#### [Document extract]
Could one of you clarify your answer? Both examples I gave are effects of getting an infection so I don't understand your" cause and effect" reference. Are you saying experts don't know if increased body temperature aides the immune system in fighting infection?68.36.148.100 (talk) 10:54, 19 March 2013 (UTC)

Fever is an immune reaction to certain infections, a particularly effective on in some cases. We have articles on everything you asked about... as everyone above referenced. You say a "byproduct" but that's the kind of anthropromorphic thinking that predominates a lot of low level science education ("the electron wants to go to the other atom")... it's an awful way to think about these things. Shadowjams (talk) 13:15, 19 March 2013 (UTC)

So as the immune system fights infection, it produces excess heat. The excess heat makes life harder for some kinds of infectious agents. Asking whether the excess heat is a "deliberate" thing or an "accidental" thing is to miss the point. If we believed in "intelligent design" then we might say that the "designer" deliberately wanted the excess heat to fight infection and so made it that way...but we don't (or at least, shouldn't!) believe that - so we have to ask whether the immune system merely evolved with an inefficient biochemical engine that produces a lot of waste heat - or whether it's actively evolved a mechanism that produces that much heat despite the existence of a more efficient, suitable and available biochemical pathway that would be just as effective. That's a tough question to answer - which (I suspect) is why (as User:Dbfirs claims) experts don't agree. Evolution is great at "repurposing" body parts and chemical pathways to do things that they had not previously intended. So it's perfectly possible that we've evolved to optimize the (initially incidental) heat output either to make fighting infection less energy-wasteful or more heat-producing...but evolution is quite capable of adjusting the balance between the two goals dynamically depending on the changing threats facing our bodies over the millenia. It's possible (perhaps even likely) that we're in a delicate perpetual balance between the two reasons you describe...the amount of heat we produce being tweaked from one generation to the next to produce the maximum heat-death in the bugs that ail us for the minimum drain on our bodies' energy supply. SteveBaker (talk) 15:06, 19 March 2013 (UTC)

I like the tone and don't entirely disagree, but I'm puzzled by parts of SB's answer. Inflammatory cytokines like IL-1, IL-6, and TNF alpha - which play important roles separate from what follows - stimulate production of Prostaglandin E2, which in turn stimulates the hypothalamus to raise body temperature by a variety of mechanisms. While the inflammatory cytokines are intrinsic to the immune response, the heat generated does not represent "excess heat" that is a byproduct of an inefficient biochemical pathway such as lymphocyte-mediated killing of virus-infected cells; rather, temperature is raised in a separate pathway (and I think Phil Mackowkiak would say that it has played an important role, in the past at least, in helping us fight infections). -- Scray (talk) 15:42, 19 March 2013 (UTC)

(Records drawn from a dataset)
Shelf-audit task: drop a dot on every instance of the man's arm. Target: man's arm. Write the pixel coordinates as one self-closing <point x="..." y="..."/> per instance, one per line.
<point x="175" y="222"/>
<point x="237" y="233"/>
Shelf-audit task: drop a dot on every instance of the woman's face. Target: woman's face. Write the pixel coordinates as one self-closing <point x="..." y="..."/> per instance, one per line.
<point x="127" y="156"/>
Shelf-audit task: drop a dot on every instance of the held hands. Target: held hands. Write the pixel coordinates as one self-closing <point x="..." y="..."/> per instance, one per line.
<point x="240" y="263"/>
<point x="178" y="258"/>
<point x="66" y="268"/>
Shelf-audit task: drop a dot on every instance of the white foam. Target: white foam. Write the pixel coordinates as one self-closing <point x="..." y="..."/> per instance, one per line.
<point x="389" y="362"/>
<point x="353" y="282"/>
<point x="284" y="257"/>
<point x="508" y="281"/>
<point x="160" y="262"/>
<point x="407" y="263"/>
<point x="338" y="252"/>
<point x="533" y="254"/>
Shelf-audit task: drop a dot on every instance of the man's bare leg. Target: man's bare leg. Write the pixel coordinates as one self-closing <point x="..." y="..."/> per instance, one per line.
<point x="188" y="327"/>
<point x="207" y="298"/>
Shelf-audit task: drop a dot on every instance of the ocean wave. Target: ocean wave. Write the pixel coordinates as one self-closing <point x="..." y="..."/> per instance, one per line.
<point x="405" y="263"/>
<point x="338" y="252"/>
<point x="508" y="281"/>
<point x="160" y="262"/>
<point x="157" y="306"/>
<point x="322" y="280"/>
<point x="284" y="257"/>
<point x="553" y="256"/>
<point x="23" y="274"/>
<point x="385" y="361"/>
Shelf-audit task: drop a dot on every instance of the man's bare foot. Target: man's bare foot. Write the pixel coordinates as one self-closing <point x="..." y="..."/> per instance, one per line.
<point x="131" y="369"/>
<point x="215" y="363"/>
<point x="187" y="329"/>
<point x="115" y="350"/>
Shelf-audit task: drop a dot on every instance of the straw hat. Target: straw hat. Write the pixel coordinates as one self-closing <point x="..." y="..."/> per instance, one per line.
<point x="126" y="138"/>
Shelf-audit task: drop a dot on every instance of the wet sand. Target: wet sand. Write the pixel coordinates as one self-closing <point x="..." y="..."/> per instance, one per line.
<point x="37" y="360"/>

#### [Complete the following]
(A) According to the fever discussion, what substance stimulates the hypothalamus to raise body temperature?
(B) Summarize the fever discussion in two sentences.
(C) Transcribe the part of the fever discussion between "Fever is an" and "13:15, 19 March 2013 (UTC)", inclusive.
Rely only on the fever discussion when responding.

#### [Your written answers]
(A) Prostaglandin E2 stimulates the hypothalamus to raise body temperature.

(B) A participant asks whether higher body temperature helps the immune system fight infection; one reply calls fever an immune reaction to certain infections, and another says the heat produced while fighting infection makes life harder for some infectious agents and that experts disagree on whether it is waste heat or an evolved mechanism. A final reply explains that inflammatory cytokines stimulate Prostaglandin E2, which prompts the hypothalamus to raise temperature through a separate pathway rather than as excess heat from an inefficient process.

(C)
Fever is an immune reaction to certain infections, a particularly effective on in some cases. We have articles on everything you asked about... as everyone above referenced. You say a "byproduct" but that's the kind of anthropromorphic thinking that predominates a lot of low level science education ("the electron wants to go to the other atom")... it's an awful way to think about these things. Shadowjams (talk) 13:15, 19 March 2013 (UTC)